## WHAT TO WORK ON:
Please return all of the material below line for line and unchanged, leaving out the pictures.

--------

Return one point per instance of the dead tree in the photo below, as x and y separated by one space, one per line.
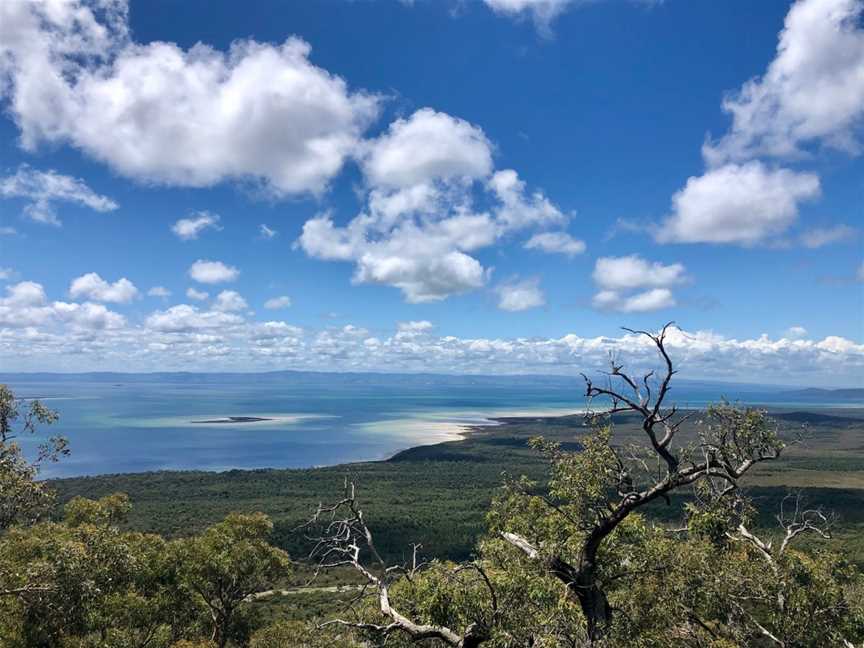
723 452
346 541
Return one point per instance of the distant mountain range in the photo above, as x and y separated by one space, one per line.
831 395
335 379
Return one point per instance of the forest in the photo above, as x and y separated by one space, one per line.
638 524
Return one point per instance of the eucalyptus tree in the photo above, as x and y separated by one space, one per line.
23 499
581 561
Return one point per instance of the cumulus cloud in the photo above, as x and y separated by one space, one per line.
633 271
415 326
542 12
619 278
519 295
188 229
185 318
42 189
184 337
229 301
427 145
92 286
26 305
737 203
642 302
822 236
556 243
420 224
258 111
277 303
795 333
813 90
212 272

--------

## TASK ANSWER:
Return one point per instance of the dead tree in the photo below, as x and y separated by one space, one per line.
723 452
346 541
Return one point per instance of the distant mountain range in the photo above, as x and y separated by one space, one per line.
831 395
335 379
Return one point per instance of the forest in the photo above, as x and y separated by one space, one per line.
638 524
Return one point per instance of the eucalyptus tree in the photo above, as x and y separated by one space, one per line.
23 499
581 561
Return one point per instance of the cumulus cloud in the photo above, as x and y separated by one space, one per line.
633 271
415 326
542 12
619 278
519 295
188 229
185 318
42 189
184 337
229 301
427 145
92 286
26 305
737 203
642 302
822 236
556 243
420 224
258 111
277 303
795 333
813 90
212 272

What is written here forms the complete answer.